__Exercise__: Continue the humorous piece on the supposed symptoms of ghost possession, picking up after its last sentence.

__Document section__:

Allow me to interject here for the good of the order that if any of my readers experience coughing through their eyes, they probably should see a doctor.

And that goes double if your penis burps.

But in the words of the infomercial, "Wait... there's more!"  We also find out that if you have a ghostly groupie, you will "make moaning and weird sounds and not remember anything after," will be "fidgeting and restless," and will be prone to "domestic accidents such as heated oil flying from the frying pan."  Me, I thought the latter was just one of the hazards of cooking, one I first learned about while simultaneously discovering the general rule "Never cook bacon while shirtless."  I don't think I made moaning or weird sounds when it happened, although I do recall using some seriously bad language.

Of course, given that supposedly the affected individual doesn't remember anything afterwards, maybe I've just forgotten about the moaning noises.

But the pièce de résistance is the part about "sexual symptoms," wherein we get to the heart of the matter, which is that if you have a ghostly invisible friend, you'll become gay:
The main reason behind the gay orientation of some men is that they are possessed by female ghosts. It is the female ghost in them that is attracted to other men.  Conversely the attraction to females experienced by some lesbians is due to the presence of male ghosts in them.  The ghost’s consciousness overpowers the person’s normal behaviour to produce the homosexual attraction.  Spiritual research has shown that the cause for homosexual preferences lie predominantly in the spiritual realm.

__Raw data__:
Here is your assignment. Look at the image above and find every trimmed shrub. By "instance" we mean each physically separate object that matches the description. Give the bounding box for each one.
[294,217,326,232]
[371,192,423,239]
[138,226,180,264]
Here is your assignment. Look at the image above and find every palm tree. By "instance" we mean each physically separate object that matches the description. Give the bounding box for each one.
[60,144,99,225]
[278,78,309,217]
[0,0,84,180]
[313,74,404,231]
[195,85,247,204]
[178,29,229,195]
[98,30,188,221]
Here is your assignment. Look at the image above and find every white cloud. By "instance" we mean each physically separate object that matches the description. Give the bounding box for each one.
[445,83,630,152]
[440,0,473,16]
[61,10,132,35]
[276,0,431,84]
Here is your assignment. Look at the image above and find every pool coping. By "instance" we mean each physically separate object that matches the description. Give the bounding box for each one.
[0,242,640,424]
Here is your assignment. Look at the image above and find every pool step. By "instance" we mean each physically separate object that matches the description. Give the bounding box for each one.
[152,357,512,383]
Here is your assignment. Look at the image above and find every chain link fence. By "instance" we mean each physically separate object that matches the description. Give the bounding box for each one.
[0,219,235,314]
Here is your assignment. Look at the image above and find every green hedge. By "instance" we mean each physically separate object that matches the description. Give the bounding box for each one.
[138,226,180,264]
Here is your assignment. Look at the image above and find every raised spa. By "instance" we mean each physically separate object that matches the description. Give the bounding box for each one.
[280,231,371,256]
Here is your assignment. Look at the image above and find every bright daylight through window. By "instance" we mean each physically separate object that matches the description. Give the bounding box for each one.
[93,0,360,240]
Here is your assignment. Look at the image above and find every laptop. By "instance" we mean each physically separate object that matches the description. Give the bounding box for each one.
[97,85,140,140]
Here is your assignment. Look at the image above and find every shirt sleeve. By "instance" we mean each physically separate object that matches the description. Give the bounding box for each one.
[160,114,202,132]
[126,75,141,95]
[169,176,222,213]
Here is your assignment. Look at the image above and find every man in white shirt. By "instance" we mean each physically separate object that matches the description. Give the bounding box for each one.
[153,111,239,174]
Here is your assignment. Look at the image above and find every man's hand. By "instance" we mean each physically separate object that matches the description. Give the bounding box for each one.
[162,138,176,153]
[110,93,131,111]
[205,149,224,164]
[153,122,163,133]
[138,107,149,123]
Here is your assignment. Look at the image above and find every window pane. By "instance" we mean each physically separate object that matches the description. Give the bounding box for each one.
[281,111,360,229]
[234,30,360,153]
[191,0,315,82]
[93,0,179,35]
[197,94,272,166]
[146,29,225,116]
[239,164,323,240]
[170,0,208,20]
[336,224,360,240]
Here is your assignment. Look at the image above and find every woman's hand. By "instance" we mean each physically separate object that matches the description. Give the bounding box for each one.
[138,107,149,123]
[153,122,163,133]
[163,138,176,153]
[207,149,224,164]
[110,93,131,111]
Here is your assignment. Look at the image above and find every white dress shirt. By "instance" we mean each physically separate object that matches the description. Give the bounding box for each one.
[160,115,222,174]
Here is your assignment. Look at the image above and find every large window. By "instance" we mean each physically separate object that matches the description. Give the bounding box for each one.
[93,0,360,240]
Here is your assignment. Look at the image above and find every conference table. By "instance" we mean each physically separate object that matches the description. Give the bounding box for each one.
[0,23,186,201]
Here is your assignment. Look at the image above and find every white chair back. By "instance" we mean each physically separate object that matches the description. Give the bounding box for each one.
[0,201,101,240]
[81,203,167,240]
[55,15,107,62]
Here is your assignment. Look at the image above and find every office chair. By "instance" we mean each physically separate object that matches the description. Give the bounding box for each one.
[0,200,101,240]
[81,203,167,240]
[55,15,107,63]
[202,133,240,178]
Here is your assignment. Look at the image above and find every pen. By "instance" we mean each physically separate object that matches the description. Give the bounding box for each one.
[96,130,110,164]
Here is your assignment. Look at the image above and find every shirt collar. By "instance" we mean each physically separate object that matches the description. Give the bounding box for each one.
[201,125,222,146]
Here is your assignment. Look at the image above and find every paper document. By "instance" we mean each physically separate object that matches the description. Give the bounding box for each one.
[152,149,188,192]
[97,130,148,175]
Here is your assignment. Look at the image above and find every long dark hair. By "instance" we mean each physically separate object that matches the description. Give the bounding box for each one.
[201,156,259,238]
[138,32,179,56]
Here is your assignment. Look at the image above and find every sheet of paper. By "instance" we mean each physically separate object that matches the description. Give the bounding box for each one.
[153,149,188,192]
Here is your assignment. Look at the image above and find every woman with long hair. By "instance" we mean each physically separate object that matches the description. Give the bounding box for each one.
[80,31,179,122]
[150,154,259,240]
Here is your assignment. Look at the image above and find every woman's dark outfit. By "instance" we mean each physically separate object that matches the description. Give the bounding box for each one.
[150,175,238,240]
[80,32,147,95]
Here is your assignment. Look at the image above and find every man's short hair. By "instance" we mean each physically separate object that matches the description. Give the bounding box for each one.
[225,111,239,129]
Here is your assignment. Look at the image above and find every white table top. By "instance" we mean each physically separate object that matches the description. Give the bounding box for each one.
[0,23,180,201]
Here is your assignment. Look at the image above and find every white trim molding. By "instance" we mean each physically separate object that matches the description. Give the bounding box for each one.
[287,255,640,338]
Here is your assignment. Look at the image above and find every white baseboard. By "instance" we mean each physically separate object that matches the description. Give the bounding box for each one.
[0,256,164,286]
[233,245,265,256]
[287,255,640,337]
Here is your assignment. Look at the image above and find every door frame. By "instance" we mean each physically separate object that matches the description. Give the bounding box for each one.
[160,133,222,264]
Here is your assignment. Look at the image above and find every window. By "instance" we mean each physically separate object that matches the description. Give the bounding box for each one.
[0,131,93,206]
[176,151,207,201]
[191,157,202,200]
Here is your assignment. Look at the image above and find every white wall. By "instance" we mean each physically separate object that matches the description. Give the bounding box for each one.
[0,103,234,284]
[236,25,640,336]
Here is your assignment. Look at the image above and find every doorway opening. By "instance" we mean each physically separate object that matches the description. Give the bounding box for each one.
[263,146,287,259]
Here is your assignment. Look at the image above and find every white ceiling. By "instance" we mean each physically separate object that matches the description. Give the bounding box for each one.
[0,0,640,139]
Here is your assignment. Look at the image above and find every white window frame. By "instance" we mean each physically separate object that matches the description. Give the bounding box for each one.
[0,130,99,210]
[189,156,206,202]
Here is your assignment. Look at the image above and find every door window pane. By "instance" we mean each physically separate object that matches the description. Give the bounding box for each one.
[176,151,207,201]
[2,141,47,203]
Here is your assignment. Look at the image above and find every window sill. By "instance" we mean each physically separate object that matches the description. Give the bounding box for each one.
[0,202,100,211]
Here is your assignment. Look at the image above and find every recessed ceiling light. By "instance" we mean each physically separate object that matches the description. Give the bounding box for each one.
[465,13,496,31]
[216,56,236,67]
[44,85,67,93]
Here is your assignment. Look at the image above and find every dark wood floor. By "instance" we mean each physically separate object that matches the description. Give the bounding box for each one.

__Response area__:
We're then given some statistics, which is that homosexual orientation is 5% physical causes/hormonal changes, 10% psychological causes, and 85% ghosts.  I have no idea how they derived those numbers, but because it's statistics, it's bound to be correct, right?

Of course right.


So there you have it.  I'm not sure what else to say that the dog didn't cover.  I think the thing that bothers me about this most is that I'm sure there are people who read this website and nodded, saying, "Yup, makes total sense."  Which is kind of terrifying when you think about it.

Although who knows.  Maybe they have their reasons for believing all this.  Maybe someone was startled one day when her vagina sneezed, and was wondering why, and stumbled on this website.  Makes as much sense as any other explanation I can think of.